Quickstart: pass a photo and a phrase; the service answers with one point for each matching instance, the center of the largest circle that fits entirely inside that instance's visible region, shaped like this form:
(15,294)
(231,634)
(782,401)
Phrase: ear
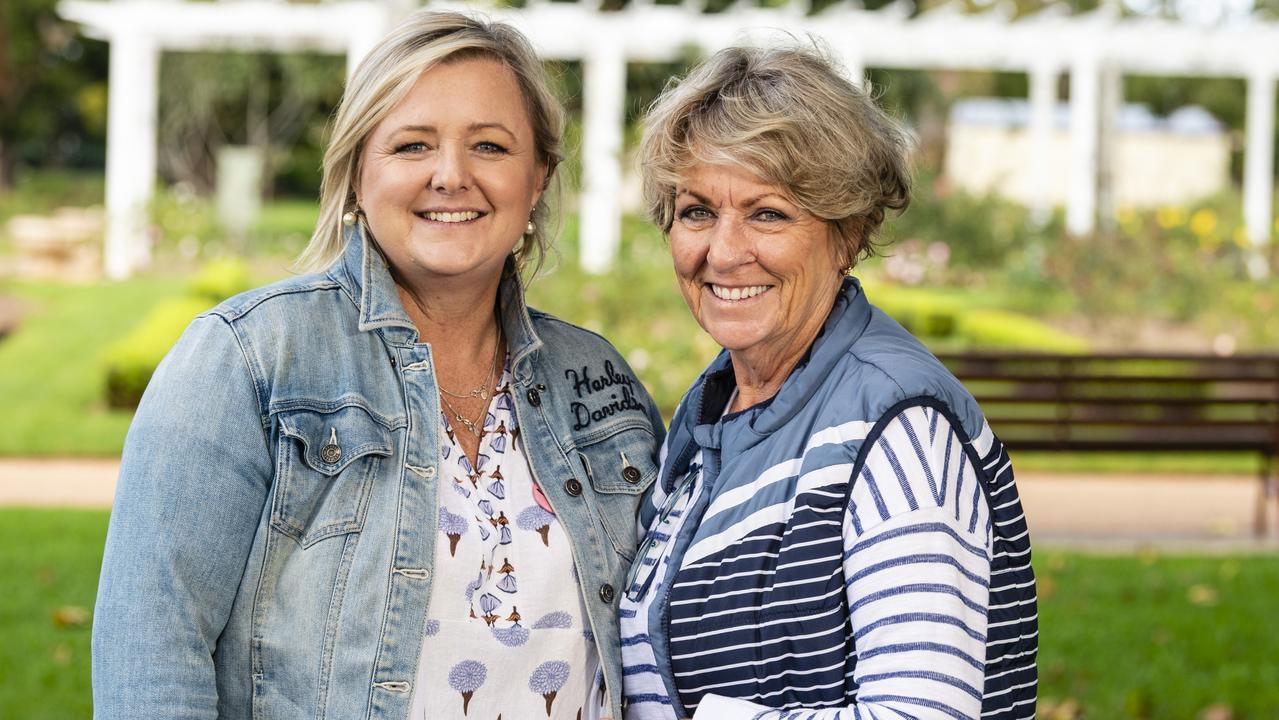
(847,241)
(544,177)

> WHAT THIS TASK INVOLVES:
Word for word, give the entries back in full; the pictures do not belong in the copy.

> SOLUTION TO THIS TASK:
Quickstart: pass a photo and a phrase; the service answers with one point for each matching instance, the center of the largest circle that fits entirely inside that instance's visible region, shaped like this form:
(15,294)
(231,634)
(782,401)
Phrase: ear
(847,241)
(544,177)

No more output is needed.